EXERCISE MATERIALS:
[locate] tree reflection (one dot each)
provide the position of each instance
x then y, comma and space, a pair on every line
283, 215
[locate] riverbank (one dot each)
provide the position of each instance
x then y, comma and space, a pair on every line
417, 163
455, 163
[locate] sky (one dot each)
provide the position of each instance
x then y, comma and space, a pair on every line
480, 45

REQUIREMENTS: Every entry needs to be retyped exactly.

REPLY:
[locate] tree reflection (one dot each)
provide the position of each instance
x then y, comma and space, a pair on every line
283, 215
[locate] riverbank (one dot each)
provide the position of each instance
x then y, comma and space, a pair on every line
417, 163
455, 163
[locate] sky (one dot each)
provide the position of each instance
x then y, comma and space, a pair on every line
480, 45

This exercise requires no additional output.